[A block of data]
>> start

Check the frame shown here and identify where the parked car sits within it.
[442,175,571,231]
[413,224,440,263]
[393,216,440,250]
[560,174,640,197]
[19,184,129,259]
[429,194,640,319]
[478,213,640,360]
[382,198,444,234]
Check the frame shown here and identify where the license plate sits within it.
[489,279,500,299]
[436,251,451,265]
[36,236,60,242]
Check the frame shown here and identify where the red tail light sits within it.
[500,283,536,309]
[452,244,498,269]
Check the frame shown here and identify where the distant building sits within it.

>> end

EXERCISE OBJECTIVE
Starting at the line that contains "Check the frame shown here and identify where the red" and continuing through the end of the rows, write those lines out again with the requests unchanged and each bounding-box coordinate multiplied by 1.5, rounded to a whole number with halves rounded up.

SOLUTION TO THE EXERCISE
Check the frame shown here and identify where the red tail light sits within it.
[750,425,804,464]
[678,366,747,404]
Check the frame shown here and identify where the distant building sits within it.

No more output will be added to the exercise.